**INFORMATION GIVEN:**

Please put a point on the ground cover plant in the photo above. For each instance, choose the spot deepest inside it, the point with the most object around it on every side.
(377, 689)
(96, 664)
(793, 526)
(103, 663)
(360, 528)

**GOAL OF THE EXERCISE:**
Reproduce every one of the records above verbatim, altering nothing.

**RIGHT ANSWER:**
Please put a point on the ground cover plant in the photo above. For each instance, choose the spot deepest inside it, the point with the most object around it on every side.
(377, 689)
(96, 664)
(793, 526)
(103, 663)
(360, 528)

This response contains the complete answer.